What is needed |
Reproduce the tail of the data exactly. It starts at the line containing "positive clicks: (177, 247)" and runs to the last line.

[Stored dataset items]
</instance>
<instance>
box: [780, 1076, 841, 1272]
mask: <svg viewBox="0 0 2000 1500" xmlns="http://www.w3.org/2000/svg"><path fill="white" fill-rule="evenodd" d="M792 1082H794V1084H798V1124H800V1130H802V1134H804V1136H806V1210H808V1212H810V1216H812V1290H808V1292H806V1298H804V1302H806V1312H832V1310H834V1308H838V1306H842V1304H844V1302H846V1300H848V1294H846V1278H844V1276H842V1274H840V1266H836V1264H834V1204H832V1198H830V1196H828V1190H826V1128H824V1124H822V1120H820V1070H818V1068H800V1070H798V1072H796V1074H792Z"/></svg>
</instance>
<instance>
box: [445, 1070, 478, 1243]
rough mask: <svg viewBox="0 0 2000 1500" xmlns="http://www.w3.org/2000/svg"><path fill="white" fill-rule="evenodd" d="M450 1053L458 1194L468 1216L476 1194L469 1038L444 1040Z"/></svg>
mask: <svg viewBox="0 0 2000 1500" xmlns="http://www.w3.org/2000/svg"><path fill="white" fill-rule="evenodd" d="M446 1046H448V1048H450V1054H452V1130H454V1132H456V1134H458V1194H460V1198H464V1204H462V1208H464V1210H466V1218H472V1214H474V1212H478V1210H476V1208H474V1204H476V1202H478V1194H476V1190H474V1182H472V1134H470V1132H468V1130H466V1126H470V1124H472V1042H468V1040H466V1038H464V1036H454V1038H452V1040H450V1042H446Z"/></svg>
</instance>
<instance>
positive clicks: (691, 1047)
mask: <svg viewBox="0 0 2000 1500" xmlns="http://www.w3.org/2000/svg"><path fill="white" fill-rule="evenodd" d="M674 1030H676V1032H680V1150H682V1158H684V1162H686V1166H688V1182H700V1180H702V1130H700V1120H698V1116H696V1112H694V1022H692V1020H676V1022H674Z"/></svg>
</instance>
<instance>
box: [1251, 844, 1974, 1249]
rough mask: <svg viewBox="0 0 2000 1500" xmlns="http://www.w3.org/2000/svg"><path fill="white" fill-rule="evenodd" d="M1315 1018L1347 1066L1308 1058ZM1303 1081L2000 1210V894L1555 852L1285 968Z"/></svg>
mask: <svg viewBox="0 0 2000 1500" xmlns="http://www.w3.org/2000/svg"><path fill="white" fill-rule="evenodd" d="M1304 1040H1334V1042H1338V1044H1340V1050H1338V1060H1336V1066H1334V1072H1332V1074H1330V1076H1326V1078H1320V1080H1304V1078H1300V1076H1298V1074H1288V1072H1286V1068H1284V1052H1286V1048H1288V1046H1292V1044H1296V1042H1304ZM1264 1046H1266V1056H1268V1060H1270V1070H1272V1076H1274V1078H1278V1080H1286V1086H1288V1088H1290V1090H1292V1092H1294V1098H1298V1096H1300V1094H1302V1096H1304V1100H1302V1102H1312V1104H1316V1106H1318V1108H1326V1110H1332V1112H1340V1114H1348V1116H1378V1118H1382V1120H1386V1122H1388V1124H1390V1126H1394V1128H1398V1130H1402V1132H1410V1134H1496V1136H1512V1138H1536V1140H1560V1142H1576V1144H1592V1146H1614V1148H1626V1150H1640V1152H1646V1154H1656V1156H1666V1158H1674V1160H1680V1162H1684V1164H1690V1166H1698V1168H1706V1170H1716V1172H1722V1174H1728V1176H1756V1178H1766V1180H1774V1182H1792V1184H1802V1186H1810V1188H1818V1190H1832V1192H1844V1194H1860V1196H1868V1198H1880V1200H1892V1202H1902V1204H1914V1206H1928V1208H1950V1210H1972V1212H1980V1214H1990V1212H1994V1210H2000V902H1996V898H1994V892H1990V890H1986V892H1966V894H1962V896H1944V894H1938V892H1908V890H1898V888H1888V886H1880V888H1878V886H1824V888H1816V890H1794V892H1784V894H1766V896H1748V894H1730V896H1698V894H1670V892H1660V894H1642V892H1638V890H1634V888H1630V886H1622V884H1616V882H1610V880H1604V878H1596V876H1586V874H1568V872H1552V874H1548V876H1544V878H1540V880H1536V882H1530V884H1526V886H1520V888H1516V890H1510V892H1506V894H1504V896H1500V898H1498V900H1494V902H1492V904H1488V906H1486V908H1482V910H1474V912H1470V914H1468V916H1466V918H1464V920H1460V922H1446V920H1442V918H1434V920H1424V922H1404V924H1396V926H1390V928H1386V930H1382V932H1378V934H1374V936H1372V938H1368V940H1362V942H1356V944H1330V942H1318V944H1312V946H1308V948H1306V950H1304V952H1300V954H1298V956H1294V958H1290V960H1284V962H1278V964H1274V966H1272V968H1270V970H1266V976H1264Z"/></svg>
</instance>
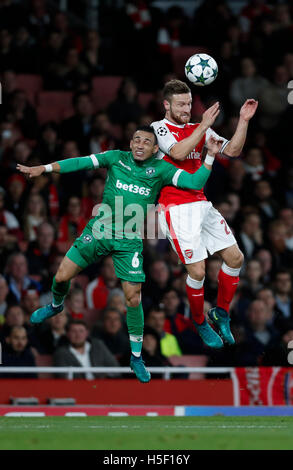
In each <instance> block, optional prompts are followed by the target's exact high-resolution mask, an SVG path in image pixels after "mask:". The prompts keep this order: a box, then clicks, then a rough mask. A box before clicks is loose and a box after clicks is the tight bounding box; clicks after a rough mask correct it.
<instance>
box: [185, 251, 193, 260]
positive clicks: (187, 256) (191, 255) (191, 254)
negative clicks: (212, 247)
mask: <svg viewBox="0 0 293 470" xmlns="http://www.w3.org/2000/svg"><path fill="white" fill-rule="evenodd" d="M184 254H185V257H186V258H188V259H191V258H192V256H193V250H184Z"/></svg>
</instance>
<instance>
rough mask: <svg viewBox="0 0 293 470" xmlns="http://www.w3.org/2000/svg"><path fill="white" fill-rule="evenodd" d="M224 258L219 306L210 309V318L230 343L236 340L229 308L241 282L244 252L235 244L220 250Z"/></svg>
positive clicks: (219, 286) (225, 337)
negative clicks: (237, 287) (231, 330)
mask: <svg viewBox="0 0 293 470" xmlns="http://www.w3.org/2000/svg"><path fill="white" fill-rule="evenodd" d="M218 253H219V255H220V256H221V257H222V259H223V264H222V266H221V269H220V272H219V275H218V297H217V306H216V307H215V308H213V309H211V310H210V311H209V318H210V320H211V321H212V322H213V324H214V325H215V326H216V327H217V329H218V330H219V333H220V335H221V336H222V338H223V339H224V341H225V342H226V343H228V344H234V343H235V340H234V338H233V335H232V333H231V330H230V317H229V308H230V304H231V302H232V299H233V297H234V295H235V292H236V290H237V286H238V283H239V273H240V269H241V266H242V264H243V254H242V252H241V251H240V249H239V248H238V245H237V244H234V245H232V246H230V247H228V248H224V249H223V250H219V251H218Z"/></svg>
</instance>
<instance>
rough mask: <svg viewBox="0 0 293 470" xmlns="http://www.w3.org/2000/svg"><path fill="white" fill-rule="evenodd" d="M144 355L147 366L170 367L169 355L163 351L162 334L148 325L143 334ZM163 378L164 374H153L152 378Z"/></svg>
mask: <svg viewBox="0 0 293 470" xmlns="http://www.w3.org/2000/svg"><path fill="white" fill-rule="evenodd" d="M142 357H143V360H144V362H145V365H146V367H170V366H171V364H170V362H169V361H168V359H167V357H166V356H164V355H163V354H162V353H161V349H160V335H159V334H158V333H157V332H156V330H154V328H151V327H150V326H146V327H145V329H144V335H143V345H142ZM154 378H155V379H160V378H162V374H153V375H152V379H154Z"/></svg>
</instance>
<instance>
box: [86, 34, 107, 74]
mask: <svg viewBox="0 0 293 470" xmlns="http://www.w3.org/2000/svg"><path fill="white" fill-rule="evenodd" d="M80 59H81V61H82V62H83V63H84V64H85V66H86V68H87V70H88V71H89V73H90V75H91V76H95V75H100V74H102V73H105V72H106V70H105V60H106V57H105V56H104V53H103V48H101V41H100V36H99V33H98V32H97V31H94V30H92V31H88V32H87V33H86V38H85V46H84V49H83V51H82V54H81V56H80Z"/></svg>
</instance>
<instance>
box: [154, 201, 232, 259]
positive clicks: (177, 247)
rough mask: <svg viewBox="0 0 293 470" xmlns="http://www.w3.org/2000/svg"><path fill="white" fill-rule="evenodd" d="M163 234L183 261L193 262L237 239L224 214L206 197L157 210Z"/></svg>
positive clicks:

Exercise response |
positive clicks: (177, 247)
rough mask: <svg viewBox="0 0 293 470" xmlns="http://www.w3.org/2000/svg"><path fill="white" fill-rule="evenodd" d="M163 234L183 261L193 262L237 239L224 214L206 197L157 210Z"/></svg>
positive clicks:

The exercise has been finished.